# [Görev tanımı]
Putin'in hocalarını konu alan metni baştan sona hiçbir değişiklik yapmadan kelimesi kelimesine aktarın.

OSMANLI DÜŞMANI BİR BARELVİ’NİN HEZEYANLARI

Belki biraz garip gelecek ama peşinen söyleyelim ki anlatılan husus doğrudur. Stalin’in hocaları olduğu gibi Putin’in de hocaları bulunmaktadır. Stalin’in hocaları 1939 yılında Hitler ile rekabet edebilmek için yeniden faaliyete geçirilen Mir Arap Medresesi mezun veya hocalarından oluşuyor. Kızıl gökte yıldızı temsil ediyorlar. Bunlar arasında zamanla Şemseddin Babahanov gibiler sivriliyor.  Şimdi ise bunlar Rus oryantalizmini temsilen ve  ‘Vehhabilerle veya teröristlerle mücadele’ adı ve babı altında veya sathında Çeçenistan ile Suriye’de  bulunuyor ve kümeleniyorlar.


Mustafa Özcan

mustafaahmetozcan@gmail.com

2022-05-03 07:27:40

 Belki biraz garip gelecek ama peşinen söyleyelim ki anlatılan husus doğrudur. Stalin'in hocaları olduğu gibi Putin'in de hocaları bulunmaktadır. Stalin'in hocaları 1939 yılında Hitler ile rekabet edebilmek için yeniden faaliyete geçirilen Mir Arap Medresesi mezun veya hocalarından oluşuyor. Kızıl gökte yıldızı temsil ediyorlar. Bunlar arasında zamanla Şemseddin Babahanov gibiler sivriliyor. Şimdi ise bunlar Rus oryantalizmini temsilen ve 'Vehhabilerle veya teröristlerle mücadele' adı ve babı altında veya sathında Çeçenistan ile Suriye'de bulunuyor ve kümeleniyorlar. Bunlar arasında Türkiye'den olanlar da bulunuyor. Ama en ilginçlerinden birisi Trinidad Ve Tabago halkından Hindistan kökenli İmran Hüseyin'dir.

# [Satırlar]
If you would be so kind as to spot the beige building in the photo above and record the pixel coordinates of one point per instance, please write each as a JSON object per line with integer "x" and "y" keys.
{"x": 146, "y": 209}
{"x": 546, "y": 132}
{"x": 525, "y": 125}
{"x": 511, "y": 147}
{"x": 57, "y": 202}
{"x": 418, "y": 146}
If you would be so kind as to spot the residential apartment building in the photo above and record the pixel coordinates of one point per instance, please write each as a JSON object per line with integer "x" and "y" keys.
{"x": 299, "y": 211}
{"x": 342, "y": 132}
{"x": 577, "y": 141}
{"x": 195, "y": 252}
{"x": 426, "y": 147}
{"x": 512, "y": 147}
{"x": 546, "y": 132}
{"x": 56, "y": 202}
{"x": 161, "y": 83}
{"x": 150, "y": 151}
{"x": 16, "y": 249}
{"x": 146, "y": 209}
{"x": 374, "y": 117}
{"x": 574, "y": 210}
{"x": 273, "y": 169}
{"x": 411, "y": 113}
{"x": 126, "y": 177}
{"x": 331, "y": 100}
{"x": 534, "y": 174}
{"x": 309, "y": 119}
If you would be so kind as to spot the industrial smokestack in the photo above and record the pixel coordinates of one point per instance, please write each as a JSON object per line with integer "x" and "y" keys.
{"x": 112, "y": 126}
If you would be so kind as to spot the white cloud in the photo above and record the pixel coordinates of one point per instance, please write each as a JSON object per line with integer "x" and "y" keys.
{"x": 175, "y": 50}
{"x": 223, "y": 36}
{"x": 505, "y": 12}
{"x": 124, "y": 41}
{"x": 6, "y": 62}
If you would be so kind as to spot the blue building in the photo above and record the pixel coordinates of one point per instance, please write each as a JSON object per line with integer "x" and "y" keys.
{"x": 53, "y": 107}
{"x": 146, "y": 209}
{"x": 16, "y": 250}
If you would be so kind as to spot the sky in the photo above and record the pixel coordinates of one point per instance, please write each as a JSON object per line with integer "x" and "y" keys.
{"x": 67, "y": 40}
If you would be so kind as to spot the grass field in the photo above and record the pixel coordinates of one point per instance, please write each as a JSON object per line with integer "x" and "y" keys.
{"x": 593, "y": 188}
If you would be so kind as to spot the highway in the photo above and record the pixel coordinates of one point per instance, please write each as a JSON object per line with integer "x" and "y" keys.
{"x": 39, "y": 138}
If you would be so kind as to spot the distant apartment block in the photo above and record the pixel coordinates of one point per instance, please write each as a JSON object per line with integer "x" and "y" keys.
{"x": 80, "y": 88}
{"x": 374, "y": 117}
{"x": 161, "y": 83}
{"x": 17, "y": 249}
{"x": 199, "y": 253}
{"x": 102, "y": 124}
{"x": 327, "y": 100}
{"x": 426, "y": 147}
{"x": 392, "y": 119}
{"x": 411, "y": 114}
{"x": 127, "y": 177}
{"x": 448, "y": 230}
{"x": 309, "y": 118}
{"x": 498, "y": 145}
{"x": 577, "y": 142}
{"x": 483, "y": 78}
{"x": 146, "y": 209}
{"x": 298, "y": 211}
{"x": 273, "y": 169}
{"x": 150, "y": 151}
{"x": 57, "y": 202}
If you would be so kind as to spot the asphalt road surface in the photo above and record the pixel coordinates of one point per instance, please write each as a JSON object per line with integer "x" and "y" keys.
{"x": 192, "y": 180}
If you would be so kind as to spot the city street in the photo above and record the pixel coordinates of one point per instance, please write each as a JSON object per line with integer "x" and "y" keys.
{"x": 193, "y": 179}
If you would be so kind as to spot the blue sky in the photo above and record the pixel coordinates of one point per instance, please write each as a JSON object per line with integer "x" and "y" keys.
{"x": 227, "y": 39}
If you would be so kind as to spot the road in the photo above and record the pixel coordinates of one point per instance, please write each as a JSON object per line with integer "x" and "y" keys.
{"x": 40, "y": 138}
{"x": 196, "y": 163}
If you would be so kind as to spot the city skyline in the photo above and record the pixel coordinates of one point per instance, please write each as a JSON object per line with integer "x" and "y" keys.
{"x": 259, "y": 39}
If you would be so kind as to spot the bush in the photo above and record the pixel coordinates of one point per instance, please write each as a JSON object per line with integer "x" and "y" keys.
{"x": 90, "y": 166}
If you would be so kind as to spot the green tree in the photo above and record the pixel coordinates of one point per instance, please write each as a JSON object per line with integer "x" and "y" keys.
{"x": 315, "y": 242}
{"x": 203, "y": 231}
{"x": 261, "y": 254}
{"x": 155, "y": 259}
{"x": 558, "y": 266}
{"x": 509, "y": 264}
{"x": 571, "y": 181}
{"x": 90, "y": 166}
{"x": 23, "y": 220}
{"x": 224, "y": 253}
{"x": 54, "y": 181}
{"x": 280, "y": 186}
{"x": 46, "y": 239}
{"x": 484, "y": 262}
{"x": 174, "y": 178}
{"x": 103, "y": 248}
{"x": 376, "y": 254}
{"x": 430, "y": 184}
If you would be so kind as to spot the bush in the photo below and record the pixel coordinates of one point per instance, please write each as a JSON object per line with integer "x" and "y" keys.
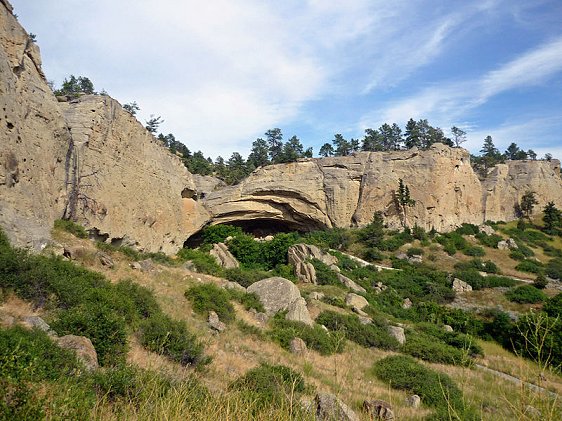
{"x": 435, "y": 389}
{"x": 370, "y": 335}
{"x": 526, "y": 294}
{"x": 271, "y": 384}
{"x": 529, "y": 266}
{"x": 106, "y": 330}
{"x": 427, "y": 348}
{"x": 203, "y": 262}
{"x": 171, "y": 338}
{"x": 208, "y": 297}
{"x": 474, "y": 251}
{"x": 71, "y": 227}
{"x": 316, "y": 338}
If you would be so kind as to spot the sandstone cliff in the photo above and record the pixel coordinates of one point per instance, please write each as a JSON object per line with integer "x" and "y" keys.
{"x": 33, "y": 139}
{"x": 88, "y": 152}
{"x": 346, "y": 191}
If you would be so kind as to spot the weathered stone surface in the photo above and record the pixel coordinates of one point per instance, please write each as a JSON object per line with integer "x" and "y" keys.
{"x": 298, "y": 312}
{"x": 397, "y": 333}
{"x": 413, "y": 401}
{"x": 83, "y": 348}
{"x": 351, "y": 284}
{"x": 460, "y": 286}
{"x": 356, "y": 301}
{"x": 330, "y": 408}
{"x": 276, "y": 294}
{"x": 298, "y": 346}
{"x": 214, "y": 322}
{"x": 378, "y": 409}
{"x": 223, "y": 256}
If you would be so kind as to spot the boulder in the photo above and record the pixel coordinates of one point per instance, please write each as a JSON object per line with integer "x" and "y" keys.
{"x": 214, "y": 322}
{"x": 223, "y": 256}
{"x": 414, "y": 401}
{"x": 297, "y": 346}
{"x": 298, "y": 312}
{"x": 330, "y": 408}
{"x": 83, "y": 348}
{"x": 378, "y": 409}
{"x": 397, "y": 333}
{"x": 356, "y": 301}
{"x": 276, "y": 293}
{"x": 351, "y": 284}
{"x": 459, "y": 286}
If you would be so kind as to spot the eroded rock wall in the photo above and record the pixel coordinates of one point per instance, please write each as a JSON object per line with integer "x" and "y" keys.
{"x": 33, "y": 140}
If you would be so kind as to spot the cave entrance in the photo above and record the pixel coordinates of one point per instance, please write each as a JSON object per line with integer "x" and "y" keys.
{"x": 256, "y": 227}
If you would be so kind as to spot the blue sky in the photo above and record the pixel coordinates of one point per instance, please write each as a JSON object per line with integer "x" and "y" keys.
{"x": 222, "y": 72}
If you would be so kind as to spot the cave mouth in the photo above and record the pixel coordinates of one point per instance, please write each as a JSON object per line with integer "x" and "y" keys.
{"x": 256, "y": 227}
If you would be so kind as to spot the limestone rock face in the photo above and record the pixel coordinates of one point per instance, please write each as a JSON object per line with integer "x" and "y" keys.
{"x": 346, "y": 191}
{"x": 33, "y": 140}
{"x": 141, "y": 195}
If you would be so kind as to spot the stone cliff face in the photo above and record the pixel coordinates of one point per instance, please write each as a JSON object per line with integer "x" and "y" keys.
{"x": 131, "y": 190}
{"x": 88, "y": 152}
{"x": 33, "y": 139}
{"x": 346, "y": 191}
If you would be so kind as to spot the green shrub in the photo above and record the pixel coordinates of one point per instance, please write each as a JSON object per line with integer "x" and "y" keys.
{"x": 204, "y": 262}
{"x": 526, "y": 294}
{"x": 414, "y": 251}
{"x": 218, "y": 233}
{"x": 474, "y": 251}
{"x": 369, "y": 335}
{"x": 435, "y": 389}
{"x": 325, "y": 275}
{"x": 208, "y": 297}
{"x": 271, "y": 384}
{"x": 101, "y": 325}
{"x": 427, "y": 348}
{"x": 316, "y": 338}
{"x": 554, "y": 268}
{"x": 71, "y": 227}
{"x": 169, "y": 337}
{"x": 530, "y": 266}
{"x": 245, "y": 277}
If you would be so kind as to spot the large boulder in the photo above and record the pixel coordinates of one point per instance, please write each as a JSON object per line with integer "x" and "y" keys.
{"x": 276, "y": 294}
{"x": 330, "y": 408}
{"x": 82, "y": 346}
{"x": 223, "y": 256}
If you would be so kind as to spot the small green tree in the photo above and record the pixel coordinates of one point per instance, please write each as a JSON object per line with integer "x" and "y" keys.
{"x": 528, "y": 202}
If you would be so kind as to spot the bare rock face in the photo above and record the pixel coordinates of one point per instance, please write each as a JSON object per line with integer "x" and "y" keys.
{"x": 83, "y": 348}
{"x": 139, "y": 194}
{"x": 33, "y": 140}
{"x": 223, "y": 256}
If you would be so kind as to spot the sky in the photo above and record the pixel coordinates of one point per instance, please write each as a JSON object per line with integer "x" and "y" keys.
{"x": 222, "y": 72}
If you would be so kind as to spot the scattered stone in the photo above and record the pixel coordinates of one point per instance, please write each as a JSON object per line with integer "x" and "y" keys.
{"x": 461, "y": 286}
{"x": 298, "y": 346}
{"x": 298, "y": 312}
{"x": 276, "y": 294}
{"x": 105, "y": 260}
{"x": 413, "y": 401}
{"x": 82, "y": 346}
{"x": 351, "y": 284}
{"x": 397, "y": 333}
{"x": 378, "y": 409}
{"x": 356, "y": 301}
{"x": 329, "y": 407}
{"x": 316, "y": 295}
{"x": 215, "y": 323}
{"x": 223, "y": 256}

# [Görev çıktısı]
OSMANLI DÜŞMANI BİR BARELVİ’NİN HEZEYANLARI

Belki biraz garip gelecek ama peşinen söyleyelim ki anlatılan husus doğrudur. Stalin’in hocaları olduğu gibi Putin’in de hocaları bulunmaktadır. Stalin’in hocaları 1939 yılında Hitler ile rekabet edebilmek için yeniden faaliyete geçirilen Mir Arap Medresesi mezun veya hocalarından oluşuyor. Kızıl gökte yıldızı temsil ediyorlar. Bunlar arasında zamanla Şemseddin Babahanov gibiler sivriliyor.  Şimdi ise bunlar Rus oryantalizmini temsilen ve  ‘Vehhabilerle veya teröristlerle mücadele’ adı ve babı altında veya sathında Çeçenistan ile Suriye’de  bulunuyor ve kümeleniyorlar.


Mustafa Özcan

mustafaahmetozcan@gmail.com

2022-05-03 07:27:40

 Belki biraz garip gelecek ama peşinen söyleyelim ki anlatılan husus doğrudur. Stalin'in hocaları olduğu gibi Putin'in de hocaları bulunmaktadır. Stalin'in hocaları 1939 yılında Hitler ile rekabet edebilmek için yeniden faaliyete geçirilen Mir Arap Medresesi mezun veya hocalarından oluşuyor. Kızıl gökte yıldızı temsil ediyorlar. Bunlar arasında zamanla Şemseddin Babahanov gibiler sivriliyor. Şimdi ise bunlar Rus oryantalizmini temsilen ve 'Vehhabilerle veya teröristlerle mücadele' adı ve babı altında veya sathında Çeçenistan ile Suriye'de bulunuyor ve kümeleniyorlar. Bunlar arasında Türkiye'den olanlar da bulunuyor. Ama en ilginçlerinden birisi Trinidad Ve Tabago halkından Hindistan kökenli İmran Hüseyin'dir.